◆ ARBEITSANWEISUNGEN:
A - Beantworten Sie anhand des Textauszugs über Heinrich Hardegen folgende Fragen:
(i) Welchen Beruf übte der Vater Christoph aus?
(ii) Unter welchem Namen war die Großmutter Juliane Hardegen bekannt?
(iii) An welchem Datum wurde Heinrichs Schwester Anna geboren?
B - Führen Sie den Textauszug über Heinrich Hardegen im Anschluss an seinen letzten Satz weiter.

◆ TEXTAUSZUG:
Heinrich Hardegen

Aus dem Leben eines leidenschaftlichen Fotografen

Heinrich HardegenFotograf Heinrich Hardegen (1896-1979)

Josef Heinrich Hardegen wurde am 29. Oktober 1896 in Lengenfeld unterm Stein geboren und verstarb am 17. Februar 1979 in Gelsenkirchen.

Als zweites Kind der Eheleute Christoph und Josepha Hardegen (geb. Riese) wohnt Heinrich zunächst mit seiner Familie im Haus – Hauptstraße Nr. 64 (heute im Besitz der Familie Rudolf Hardegen). Sein älterer Bruder Joseph wurde am 9. November 1894 in Lengenfeld unterm Stein geboren.

Der Vater Christoph war Buchbinder; gleichzeitig bewirtschaftete die Familie noch einige Acker Land. Im Wohnhaus befand sich zusätzlich eine Gastwirtschaft, zu der ein Saal auf dem Hof gehörte, in dem eine Kegelbahn untergebracht war. Dieser Saal wurde zu Beginn des 20. Jahrhunderts abgebrochen. Die Gastwirtschaft lief unter dem Namen der Großmutter Juliane Hardegen, bekannt unter dem Namen „Schenk Jule“.

Am 13. September des Jahres 1899 vergrößert sich die Familie nochmals durch die Geburt von Heinrichs Schwester Anna.

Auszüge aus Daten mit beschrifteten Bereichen

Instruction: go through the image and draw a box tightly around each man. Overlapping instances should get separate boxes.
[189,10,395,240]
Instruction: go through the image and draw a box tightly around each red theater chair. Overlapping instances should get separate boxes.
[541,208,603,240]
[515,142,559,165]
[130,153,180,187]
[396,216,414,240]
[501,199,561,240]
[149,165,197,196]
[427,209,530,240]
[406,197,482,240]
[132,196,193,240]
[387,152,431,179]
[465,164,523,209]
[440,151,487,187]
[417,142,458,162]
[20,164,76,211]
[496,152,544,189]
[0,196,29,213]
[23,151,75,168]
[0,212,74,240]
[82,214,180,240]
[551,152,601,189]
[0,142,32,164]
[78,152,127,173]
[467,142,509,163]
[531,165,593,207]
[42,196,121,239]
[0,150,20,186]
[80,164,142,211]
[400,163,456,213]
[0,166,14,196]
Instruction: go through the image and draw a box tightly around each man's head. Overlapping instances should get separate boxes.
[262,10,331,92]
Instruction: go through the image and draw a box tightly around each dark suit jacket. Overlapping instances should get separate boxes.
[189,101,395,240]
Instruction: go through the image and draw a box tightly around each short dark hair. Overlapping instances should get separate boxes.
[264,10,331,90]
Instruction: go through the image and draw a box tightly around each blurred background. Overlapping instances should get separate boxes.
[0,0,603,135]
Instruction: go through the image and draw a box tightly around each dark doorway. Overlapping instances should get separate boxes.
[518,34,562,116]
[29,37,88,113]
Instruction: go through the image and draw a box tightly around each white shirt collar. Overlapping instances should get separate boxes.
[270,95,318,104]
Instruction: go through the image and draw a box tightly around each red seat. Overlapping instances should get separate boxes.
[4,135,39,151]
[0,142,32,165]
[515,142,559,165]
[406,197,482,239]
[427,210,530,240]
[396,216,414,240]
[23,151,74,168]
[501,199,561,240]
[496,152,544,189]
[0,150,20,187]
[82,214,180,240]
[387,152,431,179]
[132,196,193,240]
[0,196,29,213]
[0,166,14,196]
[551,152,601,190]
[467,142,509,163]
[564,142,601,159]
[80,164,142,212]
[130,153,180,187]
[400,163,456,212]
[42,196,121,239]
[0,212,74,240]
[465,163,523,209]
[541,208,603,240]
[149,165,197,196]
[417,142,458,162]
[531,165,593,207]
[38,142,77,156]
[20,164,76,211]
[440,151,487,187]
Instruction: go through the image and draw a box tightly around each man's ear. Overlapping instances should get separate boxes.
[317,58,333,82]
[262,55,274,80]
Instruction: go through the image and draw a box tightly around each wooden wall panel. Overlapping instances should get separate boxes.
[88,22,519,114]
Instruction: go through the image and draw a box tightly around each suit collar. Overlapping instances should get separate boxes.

◆ LÖSUNGEN:
A -
(i) Buchbinder
(ii) „Schenk Jule“
(iii) Am 13. September 1899

B -
Bereits ein Jahr später, am 26. Oktober 1900 trifft die Familie ein schwerer Schlag, da Heinrichs Vater, erst 37-jährig, stirbt. Er hinterlässt eine Witwe von 31 Jahren, Heinrich ist 4 Jahre, sein Bruder Joseph 6 Jahre und die kleine Anna erst 13 Monate alt.

Nach dem Tod des Vaters zieht die Familie in ein einstöckiges Haus auf dem Hof des Bauern Wehenkel in der Hauptstraße Nr. 50, direkt an der Frieda gelegen.

Heinrichs Einschulung erfolgt im Jahre 1903. 1911 verlässt Heinrich die Grundschule und tritt eine Lehre als Kellner bei seinem Onkel in Essen an, der eine eigene Speisegaststätte besitzt.

Infolge des 1. Weltkrieges wird Heinrich 1915 zur Kavallerie eingezogen. Sein Bruder Joseph, der an der Ostfront kämpft, wird im Jahr 1915 als vermisst gemeldet. Nie wieder wird er zu seiner Familie zurückkehren.

Bei einer Kriegsübung erleidet Heinrich eine Beinverletzung (verursacht durch einen Pferdetritt), worauf er in ein Lazarett eingewiesen wird. Nach monatelanger Behandlung wird er schließlich als kriegsuntauglich entlassen. In den folgenden Kriegsjahren arbeitet Heinrich in einer Lengenfelder Zigarrenfabrik.

Nach dem Ende des Krieges versucht Heinrich, seinen Lebensunterhalt durch Handeln zu verdienen und fährt mit dem Fahrrad von Ort zu Ort. Dabei versucht er vor allem, Bettwäsche zu verkaufen, doch in den schlechten Nachkriegsjahren ist damit kein großes Geschäft zu machen.

Ebenfalls arbeitet Heinrich in einer Zuckerfabrik, wie es viele Lengenfelder im Herbst und Winter tun. Allerdings kann er diesem Beruf keinen Geschmack abgewinnen.

Schon früh hatte sich Heinrich Hardegen mit der Fotografie beschäftigt. Dieses anfängliche Hobby sollte später zu seinem Beruf werden, den er nie erlernt hat.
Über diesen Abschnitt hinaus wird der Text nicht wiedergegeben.